** Start of Extracted information **
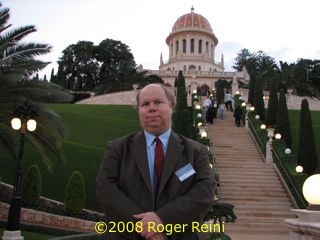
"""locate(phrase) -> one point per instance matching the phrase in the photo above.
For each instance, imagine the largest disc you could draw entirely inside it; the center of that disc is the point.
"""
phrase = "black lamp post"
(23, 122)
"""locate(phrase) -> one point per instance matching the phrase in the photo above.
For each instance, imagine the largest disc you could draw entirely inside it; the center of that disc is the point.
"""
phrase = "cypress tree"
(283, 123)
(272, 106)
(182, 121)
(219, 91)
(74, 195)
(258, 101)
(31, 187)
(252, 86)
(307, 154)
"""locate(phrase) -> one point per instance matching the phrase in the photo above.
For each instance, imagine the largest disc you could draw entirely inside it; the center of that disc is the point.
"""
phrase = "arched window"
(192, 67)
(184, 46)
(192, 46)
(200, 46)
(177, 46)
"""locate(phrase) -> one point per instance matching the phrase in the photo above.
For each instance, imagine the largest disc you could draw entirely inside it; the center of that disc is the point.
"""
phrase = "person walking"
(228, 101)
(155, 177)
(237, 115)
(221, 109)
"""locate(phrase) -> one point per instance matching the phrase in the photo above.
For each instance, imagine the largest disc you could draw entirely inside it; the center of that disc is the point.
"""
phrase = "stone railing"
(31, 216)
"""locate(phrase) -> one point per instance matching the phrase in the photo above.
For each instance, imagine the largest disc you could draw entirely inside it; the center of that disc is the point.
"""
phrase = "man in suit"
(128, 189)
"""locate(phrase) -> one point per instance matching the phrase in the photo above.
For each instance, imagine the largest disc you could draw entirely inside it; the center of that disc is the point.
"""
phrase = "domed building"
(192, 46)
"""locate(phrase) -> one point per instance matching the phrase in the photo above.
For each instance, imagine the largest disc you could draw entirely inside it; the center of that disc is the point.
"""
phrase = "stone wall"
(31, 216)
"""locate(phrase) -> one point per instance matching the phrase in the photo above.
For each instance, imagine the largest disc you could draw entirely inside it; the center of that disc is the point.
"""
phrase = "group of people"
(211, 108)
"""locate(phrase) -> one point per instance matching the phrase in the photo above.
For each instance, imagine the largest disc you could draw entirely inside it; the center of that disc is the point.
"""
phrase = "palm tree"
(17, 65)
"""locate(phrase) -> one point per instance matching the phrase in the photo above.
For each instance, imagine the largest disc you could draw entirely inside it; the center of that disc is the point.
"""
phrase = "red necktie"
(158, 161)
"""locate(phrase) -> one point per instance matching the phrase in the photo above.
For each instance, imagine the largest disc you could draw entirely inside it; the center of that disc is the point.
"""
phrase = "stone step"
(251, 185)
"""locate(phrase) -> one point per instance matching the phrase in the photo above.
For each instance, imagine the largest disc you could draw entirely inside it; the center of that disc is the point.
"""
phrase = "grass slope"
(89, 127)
** End of Extracted information **
** Start of Extracted information **
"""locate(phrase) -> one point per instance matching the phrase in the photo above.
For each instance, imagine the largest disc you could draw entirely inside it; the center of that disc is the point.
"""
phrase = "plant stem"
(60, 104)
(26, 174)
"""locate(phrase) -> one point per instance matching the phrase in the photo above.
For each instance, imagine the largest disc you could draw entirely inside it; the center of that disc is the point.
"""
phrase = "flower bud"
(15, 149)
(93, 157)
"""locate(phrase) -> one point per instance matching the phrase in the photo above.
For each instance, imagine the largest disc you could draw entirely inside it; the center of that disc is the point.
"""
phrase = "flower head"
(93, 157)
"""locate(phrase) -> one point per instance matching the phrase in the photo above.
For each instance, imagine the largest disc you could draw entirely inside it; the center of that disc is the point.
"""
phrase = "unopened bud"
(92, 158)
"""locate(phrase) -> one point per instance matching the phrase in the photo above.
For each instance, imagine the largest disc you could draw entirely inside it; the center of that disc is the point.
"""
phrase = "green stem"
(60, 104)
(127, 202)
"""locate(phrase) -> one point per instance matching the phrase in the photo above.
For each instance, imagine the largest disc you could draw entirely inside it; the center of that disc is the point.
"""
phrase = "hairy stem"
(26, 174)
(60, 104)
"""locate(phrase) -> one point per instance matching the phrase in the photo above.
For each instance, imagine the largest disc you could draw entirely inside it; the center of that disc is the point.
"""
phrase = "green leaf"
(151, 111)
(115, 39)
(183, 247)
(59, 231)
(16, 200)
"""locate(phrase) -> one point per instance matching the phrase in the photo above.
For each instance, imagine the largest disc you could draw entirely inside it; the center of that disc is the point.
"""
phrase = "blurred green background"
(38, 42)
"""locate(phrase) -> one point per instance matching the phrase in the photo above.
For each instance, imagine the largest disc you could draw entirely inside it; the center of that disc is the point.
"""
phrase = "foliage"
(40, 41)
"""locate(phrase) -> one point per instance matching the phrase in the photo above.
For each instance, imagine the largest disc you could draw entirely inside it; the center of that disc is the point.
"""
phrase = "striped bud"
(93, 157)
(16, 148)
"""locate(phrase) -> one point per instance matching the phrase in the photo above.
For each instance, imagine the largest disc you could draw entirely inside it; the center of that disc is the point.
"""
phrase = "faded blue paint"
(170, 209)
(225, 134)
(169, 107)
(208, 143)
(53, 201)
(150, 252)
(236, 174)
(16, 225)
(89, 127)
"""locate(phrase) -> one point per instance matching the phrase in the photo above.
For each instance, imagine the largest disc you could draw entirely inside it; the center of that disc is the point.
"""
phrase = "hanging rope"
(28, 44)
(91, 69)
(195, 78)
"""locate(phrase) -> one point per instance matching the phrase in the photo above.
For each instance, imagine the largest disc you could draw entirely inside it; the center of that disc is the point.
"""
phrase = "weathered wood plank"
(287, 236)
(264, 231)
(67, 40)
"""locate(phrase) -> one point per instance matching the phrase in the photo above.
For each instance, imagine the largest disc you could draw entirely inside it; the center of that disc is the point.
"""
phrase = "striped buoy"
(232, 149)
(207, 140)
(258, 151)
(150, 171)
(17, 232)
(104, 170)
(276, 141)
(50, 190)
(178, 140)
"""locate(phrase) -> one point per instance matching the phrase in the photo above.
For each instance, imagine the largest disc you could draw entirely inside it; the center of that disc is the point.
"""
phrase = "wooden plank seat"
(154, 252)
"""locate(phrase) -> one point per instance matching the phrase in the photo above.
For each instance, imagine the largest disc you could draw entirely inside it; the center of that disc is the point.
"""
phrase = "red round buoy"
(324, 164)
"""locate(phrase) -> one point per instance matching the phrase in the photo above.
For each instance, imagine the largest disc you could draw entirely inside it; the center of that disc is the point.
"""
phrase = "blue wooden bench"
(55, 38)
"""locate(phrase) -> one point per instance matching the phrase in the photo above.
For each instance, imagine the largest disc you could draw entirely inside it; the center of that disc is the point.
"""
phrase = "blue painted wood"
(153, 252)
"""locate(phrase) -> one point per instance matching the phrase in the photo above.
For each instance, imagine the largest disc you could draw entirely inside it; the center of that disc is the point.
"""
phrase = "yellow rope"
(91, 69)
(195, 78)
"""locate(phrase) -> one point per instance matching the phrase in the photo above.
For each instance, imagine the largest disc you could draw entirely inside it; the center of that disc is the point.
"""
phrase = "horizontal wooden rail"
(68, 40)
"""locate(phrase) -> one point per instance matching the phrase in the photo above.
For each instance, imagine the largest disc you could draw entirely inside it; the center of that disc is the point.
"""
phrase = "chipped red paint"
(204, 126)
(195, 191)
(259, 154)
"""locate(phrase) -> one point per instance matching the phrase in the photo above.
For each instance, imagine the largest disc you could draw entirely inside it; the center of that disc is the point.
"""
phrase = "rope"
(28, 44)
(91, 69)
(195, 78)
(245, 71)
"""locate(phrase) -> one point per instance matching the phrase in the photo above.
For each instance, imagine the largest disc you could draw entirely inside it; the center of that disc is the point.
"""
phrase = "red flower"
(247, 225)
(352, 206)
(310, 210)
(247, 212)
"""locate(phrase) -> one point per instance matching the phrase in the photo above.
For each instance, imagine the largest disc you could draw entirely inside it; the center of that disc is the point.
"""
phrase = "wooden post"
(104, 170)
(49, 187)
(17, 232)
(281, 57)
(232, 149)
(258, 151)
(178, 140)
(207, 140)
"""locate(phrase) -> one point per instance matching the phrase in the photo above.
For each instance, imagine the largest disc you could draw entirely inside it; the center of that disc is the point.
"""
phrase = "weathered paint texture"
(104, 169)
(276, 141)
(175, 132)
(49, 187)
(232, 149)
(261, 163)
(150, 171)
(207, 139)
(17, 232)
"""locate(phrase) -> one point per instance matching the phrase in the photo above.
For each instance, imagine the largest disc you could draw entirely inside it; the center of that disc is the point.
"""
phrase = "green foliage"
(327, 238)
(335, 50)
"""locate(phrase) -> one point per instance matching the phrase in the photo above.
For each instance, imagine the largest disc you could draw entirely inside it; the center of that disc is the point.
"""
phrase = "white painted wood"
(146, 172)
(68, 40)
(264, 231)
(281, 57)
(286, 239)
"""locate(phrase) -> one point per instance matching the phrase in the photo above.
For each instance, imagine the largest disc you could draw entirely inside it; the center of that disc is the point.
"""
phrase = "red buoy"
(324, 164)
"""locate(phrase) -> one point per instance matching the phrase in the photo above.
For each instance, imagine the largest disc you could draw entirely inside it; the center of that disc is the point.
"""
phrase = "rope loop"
** End of Extracted information **
Collect every line of the records above that contains the string "rope", treating uppercase and lowercase as different.

phrase = "hanging rope"
phrase = "yellow rope"
phrase = "rope"
phrase = "rope loop"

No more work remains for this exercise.